Provided text:
----------------------------------------

The Court cannot develop petitioner’s arguments for him.
Further,
with respect to petitioner’s contention that evidence demonstrating that his
conviction was reduced to a misdemeanor was not available for the
administrative hearing, “[t]he general rule is that a hearing on a writ of
administrative mandamus is conducted solely on the record of the proceeding
before the administrative agency.” (Toyota of Visalia, Inc. v. New Motor
Vehicle Bd. (1987) 188 Cal.App.3d 872, 881.) Petitioner has not moved to
augment the administrative record under CCP § 1094.5(e). “Augmentation of the administrative record is
permitted only within the strict limits set forth in section 1094.5,
subdivision (e)….” (Pomona Valley Hospital Medical Center v. Superior Court
(1997) 55 Cal.App.4th 93, 101.) “In the absence of a proper preliminary
foundation showing that one of the exceptions noted in section 1094.5,
subdivision (e) applies, it is error for the court to permit the record to be
augmented.” (Ibid.) Insofar as petitioner’s conviction was reduced from
a felony to a misdemeanor, because petitioner failed to demonstrate in any
motion why the administrative record should be augmented, the Court cannot
consider evidence to this effect.

----------------------------------------

Data listing:
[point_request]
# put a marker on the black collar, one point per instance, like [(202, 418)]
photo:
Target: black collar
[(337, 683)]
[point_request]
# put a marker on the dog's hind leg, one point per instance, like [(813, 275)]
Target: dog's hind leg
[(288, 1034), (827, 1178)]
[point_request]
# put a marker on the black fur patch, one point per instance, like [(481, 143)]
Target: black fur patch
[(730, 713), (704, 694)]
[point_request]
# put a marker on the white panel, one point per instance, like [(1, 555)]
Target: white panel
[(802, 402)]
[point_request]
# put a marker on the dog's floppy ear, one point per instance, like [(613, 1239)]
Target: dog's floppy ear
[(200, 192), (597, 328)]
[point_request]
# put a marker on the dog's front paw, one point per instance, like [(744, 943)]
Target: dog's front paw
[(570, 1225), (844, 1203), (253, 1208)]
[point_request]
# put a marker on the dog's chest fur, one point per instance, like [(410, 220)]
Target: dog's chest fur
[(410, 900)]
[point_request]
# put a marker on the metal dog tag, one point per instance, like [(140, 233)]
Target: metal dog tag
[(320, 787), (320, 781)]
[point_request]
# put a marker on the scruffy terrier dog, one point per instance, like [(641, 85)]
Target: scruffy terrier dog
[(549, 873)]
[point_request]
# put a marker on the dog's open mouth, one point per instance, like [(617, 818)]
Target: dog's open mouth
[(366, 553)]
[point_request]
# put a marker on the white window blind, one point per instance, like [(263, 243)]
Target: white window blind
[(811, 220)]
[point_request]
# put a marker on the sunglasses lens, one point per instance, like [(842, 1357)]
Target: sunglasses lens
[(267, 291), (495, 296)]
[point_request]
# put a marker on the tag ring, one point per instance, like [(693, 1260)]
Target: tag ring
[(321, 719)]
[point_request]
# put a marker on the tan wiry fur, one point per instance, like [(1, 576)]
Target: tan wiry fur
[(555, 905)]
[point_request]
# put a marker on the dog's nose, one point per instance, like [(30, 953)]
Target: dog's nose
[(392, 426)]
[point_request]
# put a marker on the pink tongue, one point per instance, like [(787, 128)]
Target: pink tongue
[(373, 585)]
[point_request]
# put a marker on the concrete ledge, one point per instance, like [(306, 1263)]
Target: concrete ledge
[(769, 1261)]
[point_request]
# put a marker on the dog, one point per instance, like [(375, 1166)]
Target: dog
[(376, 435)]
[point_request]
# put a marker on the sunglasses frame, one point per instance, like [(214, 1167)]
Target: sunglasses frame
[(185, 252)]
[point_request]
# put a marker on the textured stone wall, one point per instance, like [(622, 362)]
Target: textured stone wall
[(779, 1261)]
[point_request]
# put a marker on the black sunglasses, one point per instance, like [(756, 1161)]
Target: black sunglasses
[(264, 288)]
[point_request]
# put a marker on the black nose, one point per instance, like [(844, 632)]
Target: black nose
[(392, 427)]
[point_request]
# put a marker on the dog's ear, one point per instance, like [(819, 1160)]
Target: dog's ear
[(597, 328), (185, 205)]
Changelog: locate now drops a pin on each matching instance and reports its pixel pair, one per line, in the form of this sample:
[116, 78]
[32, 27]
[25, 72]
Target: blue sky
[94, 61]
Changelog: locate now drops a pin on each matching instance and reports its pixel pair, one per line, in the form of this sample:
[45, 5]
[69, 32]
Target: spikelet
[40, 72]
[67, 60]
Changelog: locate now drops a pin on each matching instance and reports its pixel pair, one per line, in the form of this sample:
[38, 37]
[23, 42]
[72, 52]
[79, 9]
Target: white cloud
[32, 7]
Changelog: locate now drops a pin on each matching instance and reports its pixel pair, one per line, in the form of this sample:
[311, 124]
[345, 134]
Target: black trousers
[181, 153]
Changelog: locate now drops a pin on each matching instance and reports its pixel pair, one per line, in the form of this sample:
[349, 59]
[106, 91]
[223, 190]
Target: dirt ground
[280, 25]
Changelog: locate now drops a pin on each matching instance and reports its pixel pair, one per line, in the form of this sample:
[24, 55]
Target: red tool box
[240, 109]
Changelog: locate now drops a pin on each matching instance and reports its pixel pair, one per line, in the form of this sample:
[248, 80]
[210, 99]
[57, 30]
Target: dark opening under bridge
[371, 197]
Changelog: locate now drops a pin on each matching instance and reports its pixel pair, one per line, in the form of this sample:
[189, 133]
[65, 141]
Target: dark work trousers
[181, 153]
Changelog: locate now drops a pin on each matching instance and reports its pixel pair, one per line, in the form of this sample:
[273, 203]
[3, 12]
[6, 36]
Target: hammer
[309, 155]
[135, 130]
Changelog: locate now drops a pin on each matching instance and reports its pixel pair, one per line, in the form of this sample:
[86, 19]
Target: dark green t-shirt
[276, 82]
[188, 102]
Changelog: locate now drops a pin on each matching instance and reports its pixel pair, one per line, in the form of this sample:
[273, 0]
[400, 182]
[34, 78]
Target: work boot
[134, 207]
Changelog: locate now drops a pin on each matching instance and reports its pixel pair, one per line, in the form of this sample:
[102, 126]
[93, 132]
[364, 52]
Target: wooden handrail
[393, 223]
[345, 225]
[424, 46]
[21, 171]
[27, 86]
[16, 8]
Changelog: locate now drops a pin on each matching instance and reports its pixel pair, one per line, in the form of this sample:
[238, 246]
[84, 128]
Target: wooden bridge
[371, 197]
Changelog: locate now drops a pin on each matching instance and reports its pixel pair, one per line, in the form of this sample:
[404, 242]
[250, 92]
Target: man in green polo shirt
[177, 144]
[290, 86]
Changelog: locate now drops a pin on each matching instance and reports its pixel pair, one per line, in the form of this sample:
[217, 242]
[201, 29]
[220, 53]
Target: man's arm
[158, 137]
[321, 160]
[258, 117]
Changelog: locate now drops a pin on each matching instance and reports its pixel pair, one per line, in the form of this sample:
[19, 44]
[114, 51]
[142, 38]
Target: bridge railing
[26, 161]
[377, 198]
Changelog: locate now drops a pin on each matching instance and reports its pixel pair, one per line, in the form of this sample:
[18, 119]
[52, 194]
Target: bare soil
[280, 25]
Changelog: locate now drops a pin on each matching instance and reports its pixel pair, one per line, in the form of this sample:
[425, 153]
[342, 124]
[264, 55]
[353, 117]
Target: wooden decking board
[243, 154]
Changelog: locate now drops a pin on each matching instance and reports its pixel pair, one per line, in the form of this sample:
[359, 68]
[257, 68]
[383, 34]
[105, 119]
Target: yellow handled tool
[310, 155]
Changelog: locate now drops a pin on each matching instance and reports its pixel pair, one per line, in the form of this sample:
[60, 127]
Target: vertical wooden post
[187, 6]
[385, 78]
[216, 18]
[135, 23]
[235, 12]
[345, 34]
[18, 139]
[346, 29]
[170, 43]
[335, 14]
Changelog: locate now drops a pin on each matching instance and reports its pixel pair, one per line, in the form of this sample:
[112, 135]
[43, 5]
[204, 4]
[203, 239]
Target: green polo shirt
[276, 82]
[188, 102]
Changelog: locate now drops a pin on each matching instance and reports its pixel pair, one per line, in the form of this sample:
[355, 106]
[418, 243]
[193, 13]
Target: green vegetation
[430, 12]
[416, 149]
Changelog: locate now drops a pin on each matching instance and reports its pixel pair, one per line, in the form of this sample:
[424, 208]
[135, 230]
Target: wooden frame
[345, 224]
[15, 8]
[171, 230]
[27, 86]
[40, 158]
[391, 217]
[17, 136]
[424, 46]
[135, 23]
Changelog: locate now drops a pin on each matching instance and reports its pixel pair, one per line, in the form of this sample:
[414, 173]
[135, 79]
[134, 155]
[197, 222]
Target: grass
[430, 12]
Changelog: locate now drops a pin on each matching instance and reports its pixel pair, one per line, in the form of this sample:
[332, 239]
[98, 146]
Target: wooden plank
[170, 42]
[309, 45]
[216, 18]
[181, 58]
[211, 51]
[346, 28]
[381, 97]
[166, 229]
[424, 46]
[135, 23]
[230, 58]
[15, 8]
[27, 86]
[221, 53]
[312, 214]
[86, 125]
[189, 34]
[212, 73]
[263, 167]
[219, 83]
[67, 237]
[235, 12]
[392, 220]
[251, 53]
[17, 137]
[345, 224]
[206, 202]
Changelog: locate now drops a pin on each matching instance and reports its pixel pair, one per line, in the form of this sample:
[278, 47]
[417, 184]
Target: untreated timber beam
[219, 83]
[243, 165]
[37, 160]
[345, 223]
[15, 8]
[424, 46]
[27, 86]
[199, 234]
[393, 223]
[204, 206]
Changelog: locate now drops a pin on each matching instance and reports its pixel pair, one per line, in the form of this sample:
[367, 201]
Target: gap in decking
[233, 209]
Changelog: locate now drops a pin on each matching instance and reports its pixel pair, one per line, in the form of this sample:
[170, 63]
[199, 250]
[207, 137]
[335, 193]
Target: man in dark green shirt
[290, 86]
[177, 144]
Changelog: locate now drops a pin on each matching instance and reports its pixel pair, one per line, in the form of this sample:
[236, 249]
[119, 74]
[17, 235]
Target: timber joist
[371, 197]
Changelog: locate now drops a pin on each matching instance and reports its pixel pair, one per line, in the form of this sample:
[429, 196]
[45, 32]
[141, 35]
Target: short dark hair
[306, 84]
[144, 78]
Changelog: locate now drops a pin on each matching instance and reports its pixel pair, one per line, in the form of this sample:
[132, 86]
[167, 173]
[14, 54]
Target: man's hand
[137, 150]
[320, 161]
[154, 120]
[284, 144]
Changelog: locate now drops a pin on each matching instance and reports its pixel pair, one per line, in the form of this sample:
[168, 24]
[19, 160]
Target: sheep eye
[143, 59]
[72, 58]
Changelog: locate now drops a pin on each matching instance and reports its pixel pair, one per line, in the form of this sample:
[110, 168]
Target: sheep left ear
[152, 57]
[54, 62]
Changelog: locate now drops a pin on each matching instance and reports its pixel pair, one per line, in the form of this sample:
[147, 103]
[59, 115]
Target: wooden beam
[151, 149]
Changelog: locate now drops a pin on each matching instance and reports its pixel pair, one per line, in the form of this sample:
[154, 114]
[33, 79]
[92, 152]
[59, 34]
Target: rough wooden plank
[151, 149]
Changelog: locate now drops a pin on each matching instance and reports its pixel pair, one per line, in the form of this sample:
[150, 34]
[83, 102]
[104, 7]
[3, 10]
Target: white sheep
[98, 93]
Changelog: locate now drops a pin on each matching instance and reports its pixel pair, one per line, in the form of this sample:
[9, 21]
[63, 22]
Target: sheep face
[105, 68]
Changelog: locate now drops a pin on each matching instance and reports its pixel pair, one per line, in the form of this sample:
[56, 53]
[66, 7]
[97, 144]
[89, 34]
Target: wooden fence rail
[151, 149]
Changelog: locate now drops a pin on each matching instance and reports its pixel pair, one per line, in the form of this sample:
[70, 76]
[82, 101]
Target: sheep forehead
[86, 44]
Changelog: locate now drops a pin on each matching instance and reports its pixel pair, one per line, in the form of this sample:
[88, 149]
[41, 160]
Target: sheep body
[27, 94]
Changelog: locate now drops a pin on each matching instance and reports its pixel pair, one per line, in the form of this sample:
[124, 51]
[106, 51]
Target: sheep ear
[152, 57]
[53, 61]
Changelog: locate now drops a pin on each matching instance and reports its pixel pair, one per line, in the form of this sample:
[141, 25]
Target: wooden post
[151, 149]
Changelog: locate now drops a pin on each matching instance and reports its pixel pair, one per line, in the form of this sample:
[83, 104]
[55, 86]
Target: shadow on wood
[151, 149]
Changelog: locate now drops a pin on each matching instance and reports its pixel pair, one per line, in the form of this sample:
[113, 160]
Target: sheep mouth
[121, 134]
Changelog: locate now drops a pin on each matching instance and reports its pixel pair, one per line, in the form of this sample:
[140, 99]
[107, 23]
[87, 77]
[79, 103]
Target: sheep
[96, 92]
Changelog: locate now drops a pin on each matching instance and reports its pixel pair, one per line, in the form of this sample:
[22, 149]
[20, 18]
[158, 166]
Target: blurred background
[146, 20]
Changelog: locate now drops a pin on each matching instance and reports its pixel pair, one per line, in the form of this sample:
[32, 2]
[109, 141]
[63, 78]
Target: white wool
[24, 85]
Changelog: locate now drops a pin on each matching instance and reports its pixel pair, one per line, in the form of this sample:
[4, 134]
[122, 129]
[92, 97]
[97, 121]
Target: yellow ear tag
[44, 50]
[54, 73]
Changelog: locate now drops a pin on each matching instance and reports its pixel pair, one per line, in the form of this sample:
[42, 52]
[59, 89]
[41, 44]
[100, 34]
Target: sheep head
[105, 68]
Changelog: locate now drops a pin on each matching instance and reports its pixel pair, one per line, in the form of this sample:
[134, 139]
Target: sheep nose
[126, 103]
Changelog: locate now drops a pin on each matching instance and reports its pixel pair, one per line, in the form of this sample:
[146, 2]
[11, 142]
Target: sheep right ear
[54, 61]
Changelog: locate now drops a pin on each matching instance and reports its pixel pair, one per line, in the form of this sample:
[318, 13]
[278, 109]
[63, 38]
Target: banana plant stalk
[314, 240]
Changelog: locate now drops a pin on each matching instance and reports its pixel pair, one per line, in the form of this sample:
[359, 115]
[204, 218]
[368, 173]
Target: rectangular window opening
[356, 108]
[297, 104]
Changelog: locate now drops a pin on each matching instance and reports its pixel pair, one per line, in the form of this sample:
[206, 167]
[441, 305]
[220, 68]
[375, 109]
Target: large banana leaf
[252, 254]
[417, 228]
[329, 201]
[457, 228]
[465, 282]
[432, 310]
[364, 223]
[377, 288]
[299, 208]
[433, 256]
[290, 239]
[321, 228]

----------------------------------------

Requirement 1:
Answer these from the court ruling:
(a) On what record is a hearing on a writ of administrative mandamus generally conducted?
(b) Under which code provision has petitioner not moved to augment the administrative record?
(c) What did petitioner fail to demonstrate in any motion?
Requirement 2: Write the next part of the court ruling, picking up after its last sentence.

Task response 1:
(a) Solely on the record of the proceeding before the administrative agency.
(b) CCP § 1094.5(e).
(c) Why the administrative record should be augmented.

Task response 2:
For
the foregoing reasons, petitioner has not met his burden of proof under CCP §
1094.5 to show a prejudicial abuse of discretion or a denial of a fair trial,
or that respondent proceeded without or in excess of jurisdiction.
IV. Conclusion
The
petition is DENIED. Pursuant to Local Rule 3.231(n), respondent Director, Department of Motor
Vehicles shall prepare, serve, and ultimately file a proposed judgment.